§ Task objective
Nothing but the pictures may be left out. Restate the rest of the entries word for word.

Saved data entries
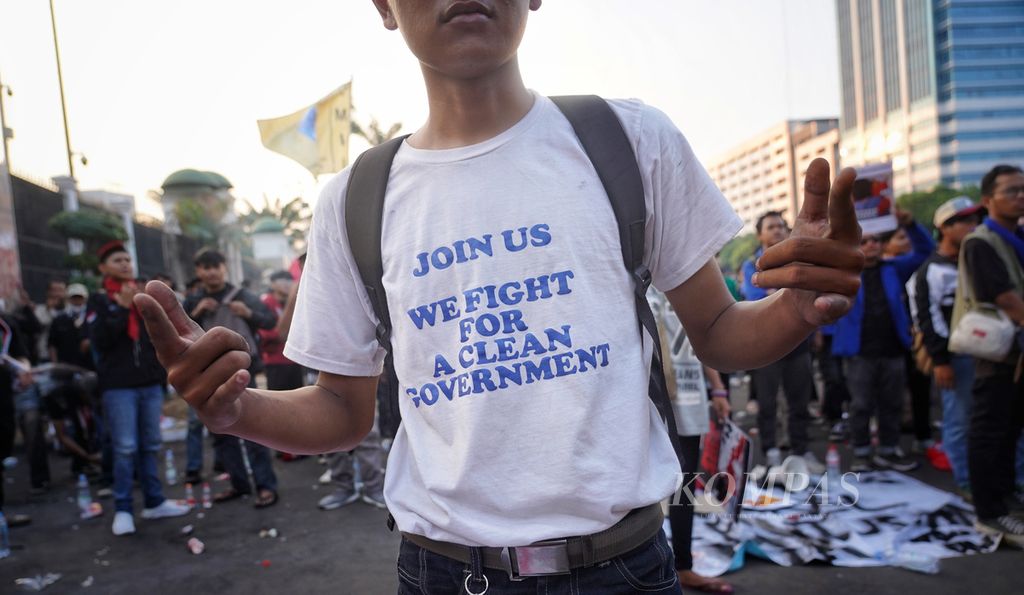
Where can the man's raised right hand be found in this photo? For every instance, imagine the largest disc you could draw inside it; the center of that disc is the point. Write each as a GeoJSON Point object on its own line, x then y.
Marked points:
{"type": "Point", "coordinates": [208, 369]}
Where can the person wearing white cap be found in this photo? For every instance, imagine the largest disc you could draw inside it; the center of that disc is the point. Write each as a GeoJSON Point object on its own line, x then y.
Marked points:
{"type": "Point", "coordinates": [932, 291]}
{"type": "Point", "coordinates": [69, 339]}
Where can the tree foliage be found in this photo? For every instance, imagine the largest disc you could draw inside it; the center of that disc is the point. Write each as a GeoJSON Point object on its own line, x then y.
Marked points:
{"type": "Point", "coordinates": [89, 225]}
{"type": "Point", "coordinates": [923, 204]}
{"type": "Point", "coordinates": [93, 228]}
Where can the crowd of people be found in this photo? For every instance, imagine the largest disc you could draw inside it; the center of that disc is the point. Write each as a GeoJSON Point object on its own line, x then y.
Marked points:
{"type": "Point", "coordinates": [552, 473]}
{"type": "Point", "coordinates": [84, 381]}
{"type": "Point", "coordinates": [891, 354]}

§ Written response
Where can the man's raised right hand be found in this photo? For every instance, imagine the largest disc you could draw inside it; the center of that disc is the point. Write each as a GeoJSON Point object on its own line, x then y.
Marked points:
{"type": "Point", "coordinates": [208, 369]}
Where can the person wearing white cap be found in this photo? For every instance, imagine the largest disc you could draw inside it; the center of that disc is the point. Write each as a GeoJSON Point object on its own line, x then y.
Marked points:
{"type": "Point", "coordinates": [932, 291]}
{"type": "Point", "coordinates": [69, 339]}
Where can the tree foliage be found in this photo? For every instance, imagine the largest disc you could draw inside it; the center of that disc is the point. Write each as a GeoJSON Point object on its own line, x then y.
Marked points:
{"type": "Point", "coordinates": [89, 225]}
{"type": "Point", "coordinates": [923, 204]}
{"type": "Point", "coordinates": [93, 228]}
Where can the crowd of people be found in this photo? For every instance, imagine the largest disc you could draw inside it; the center of that disc is the point. Write each as a GeoJSON Point object on its own line, x then y.
Marked points:
{"type": "Point", "coordinates": [552, 473]}
{"type": "Point", "coordinates": [84, 381]}
{"type": "Point", "coordinates": [891, 354]}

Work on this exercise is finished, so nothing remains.